===== Potongan Dokumen =====
Ribuan undangan yang hadir dalam acara tersebut terdiri dari pimpinan umat Hindu yakni Sulinggih dan Pinandita, Wagub Bali Tjokorda Oka Artha Ardhana Sukawati, Wakapolda Bali Brigjen (Pol) I Wayan Sunartha, Ketua DPRD Bali Adi Wiryatama, bupati dan wali kota, majelis utama dan Majelis Madya Desa Pekraman, Forum Kerukunan Umat Beragama (FKUB), PHDI, kepala desa dan lurah, serta para bendesa dari 1.493 desa pekraman (desa adat) di Bali.
"Pencanangan Perda Desa Adat ini merupakan momen historis karena untuk pertama kalinya desa adat, lembaga kultural terpenting di Bali, diakui sebagai subjek hukum dengan posisi dan kewenangan yang jelas," ucap Koster.
Selain itu, pencanangan ini juga merupakan momen bersejarah karena merupakan kelanjutan dari tonggak sejarah yang dibangun Ida Bhatara Mpu Kuturan pada 1.000 tahun yang lalu.
Dalam posisinya sebagai penasihat utama Raja Udayana Warmadewa dan Ratu Gunapriya Dharmapatni, Mpu Kuturan saat itu dalam pertemuan-pertemuan di Pura Samuhan Tiga dengan tokoh agama dan masyarakat telah melahirkan struktur-struktur fundamental bagi masyarakat Bali, termasuk dasa adat, pura kahyangan tiga, dan sanggah rong tiga.
Ketua DPD PDI Perjuangan Bali itu mengungkapkan bahwa rancangan perda itu sudah disusunnya sejak 2014 saat masih menjadi anggota DPR RI. Selama itu pula Ida Bhatara Mpu Kuturan selalu dipujanya dalam doa-doanya.
"Selalu saya ingat Ida Bhatara Mpu Kuturan, saya mohon bimbingan beliau. Kalau yang saya lakukan benar agar diberi jalan, kalau salah agar dihentikan," kenang Koster.
=====
__Tuntutan Tugas__
Menurut potongan dokumen tentang Perda Desa Adat Bali, sejak tahun berapa Koster menyusun rancangan perda itu? Kerjakan hanya dengan berpegang pada potongan dokumen di atas.
===== Informasi yang Diberikan =====
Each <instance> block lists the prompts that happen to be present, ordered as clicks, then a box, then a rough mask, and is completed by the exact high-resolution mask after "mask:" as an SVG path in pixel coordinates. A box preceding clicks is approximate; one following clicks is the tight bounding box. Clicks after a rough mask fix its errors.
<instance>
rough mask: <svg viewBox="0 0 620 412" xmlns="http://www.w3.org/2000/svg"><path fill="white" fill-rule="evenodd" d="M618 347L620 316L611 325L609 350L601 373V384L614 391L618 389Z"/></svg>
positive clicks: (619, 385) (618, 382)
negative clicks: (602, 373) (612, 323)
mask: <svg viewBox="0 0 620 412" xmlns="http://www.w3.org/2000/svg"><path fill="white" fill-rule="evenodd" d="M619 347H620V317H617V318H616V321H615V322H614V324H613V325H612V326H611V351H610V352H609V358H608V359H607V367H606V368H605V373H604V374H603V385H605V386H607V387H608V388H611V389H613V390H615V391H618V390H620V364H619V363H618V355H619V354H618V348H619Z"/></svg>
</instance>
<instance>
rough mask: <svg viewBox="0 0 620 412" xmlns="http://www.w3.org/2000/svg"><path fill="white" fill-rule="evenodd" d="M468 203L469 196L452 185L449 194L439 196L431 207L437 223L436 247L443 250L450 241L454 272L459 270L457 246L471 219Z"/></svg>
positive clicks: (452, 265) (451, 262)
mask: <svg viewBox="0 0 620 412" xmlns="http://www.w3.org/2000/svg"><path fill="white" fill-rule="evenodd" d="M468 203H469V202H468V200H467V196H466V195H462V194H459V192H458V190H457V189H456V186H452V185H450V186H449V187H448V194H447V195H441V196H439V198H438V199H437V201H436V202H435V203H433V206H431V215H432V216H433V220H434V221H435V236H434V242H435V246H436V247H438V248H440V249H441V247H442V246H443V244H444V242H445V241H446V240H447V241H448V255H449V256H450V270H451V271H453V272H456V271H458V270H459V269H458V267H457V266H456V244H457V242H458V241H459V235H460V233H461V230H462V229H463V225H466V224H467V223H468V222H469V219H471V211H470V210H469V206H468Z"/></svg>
=====
===== Informasi yang Diberikan =====
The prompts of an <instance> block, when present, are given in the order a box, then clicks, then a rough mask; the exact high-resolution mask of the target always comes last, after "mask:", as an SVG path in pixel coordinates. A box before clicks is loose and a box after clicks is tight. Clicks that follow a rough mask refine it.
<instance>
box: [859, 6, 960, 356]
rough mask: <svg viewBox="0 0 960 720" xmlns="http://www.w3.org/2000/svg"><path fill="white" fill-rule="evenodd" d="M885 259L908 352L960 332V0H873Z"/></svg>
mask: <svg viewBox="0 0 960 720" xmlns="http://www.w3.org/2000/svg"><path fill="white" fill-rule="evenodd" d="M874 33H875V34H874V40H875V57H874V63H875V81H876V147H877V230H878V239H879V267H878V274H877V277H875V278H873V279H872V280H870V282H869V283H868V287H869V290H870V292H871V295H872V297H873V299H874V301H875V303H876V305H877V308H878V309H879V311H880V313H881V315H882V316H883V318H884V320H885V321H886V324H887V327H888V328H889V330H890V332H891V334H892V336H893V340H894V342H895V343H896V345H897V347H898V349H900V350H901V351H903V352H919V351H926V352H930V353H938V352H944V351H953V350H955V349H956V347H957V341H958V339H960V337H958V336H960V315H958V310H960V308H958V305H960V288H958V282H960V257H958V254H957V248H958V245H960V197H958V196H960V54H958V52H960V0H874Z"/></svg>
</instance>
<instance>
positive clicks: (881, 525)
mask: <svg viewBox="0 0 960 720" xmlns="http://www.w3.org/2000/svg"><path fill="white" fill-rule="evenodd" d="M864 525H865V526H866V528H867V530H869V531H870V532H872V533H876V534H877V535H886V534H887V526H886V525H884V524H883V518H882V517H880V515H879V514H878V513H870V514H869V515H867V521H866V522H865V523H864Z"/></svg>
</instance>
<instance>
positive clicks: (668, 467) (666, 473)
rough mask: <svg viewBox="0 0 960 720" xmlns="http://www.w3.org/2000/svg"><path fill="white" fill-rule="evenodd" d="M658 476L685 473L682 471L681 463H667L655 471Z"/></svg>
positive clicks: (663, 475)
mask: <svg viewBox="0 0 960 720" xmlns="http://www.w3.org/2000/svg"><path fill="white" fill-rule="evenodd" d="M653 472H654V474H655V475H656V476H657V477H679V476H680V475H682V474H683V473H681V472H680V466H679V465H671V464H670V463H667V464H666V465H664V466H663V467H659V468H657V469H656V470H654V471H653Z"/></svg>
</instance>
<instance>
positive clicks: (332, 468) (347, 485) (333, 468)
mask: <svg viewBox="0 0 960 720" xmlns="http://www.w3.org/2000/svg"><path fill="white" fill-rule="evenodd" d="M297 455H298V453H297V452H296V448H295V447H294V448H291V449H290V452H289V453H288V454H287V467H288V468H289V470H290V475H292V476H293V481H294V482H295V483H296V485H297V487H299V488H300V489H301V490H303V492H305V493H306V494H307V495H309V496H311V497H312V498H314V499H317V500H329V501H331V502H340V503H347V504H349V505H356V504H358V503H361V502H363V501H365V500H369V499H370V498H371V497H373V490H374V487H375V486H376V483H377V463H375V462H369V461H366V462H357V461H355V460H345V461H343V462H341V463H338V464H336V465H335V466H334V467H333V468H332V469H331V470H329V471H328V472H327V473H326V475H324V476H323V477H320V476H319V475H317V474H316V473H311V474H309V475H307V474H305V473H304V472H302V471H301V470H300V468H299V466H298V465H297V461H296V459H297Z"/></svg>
=====
__Tempat Jawaban__
Sejak 2014, saat Koster masih menjadi anggota DPR RI.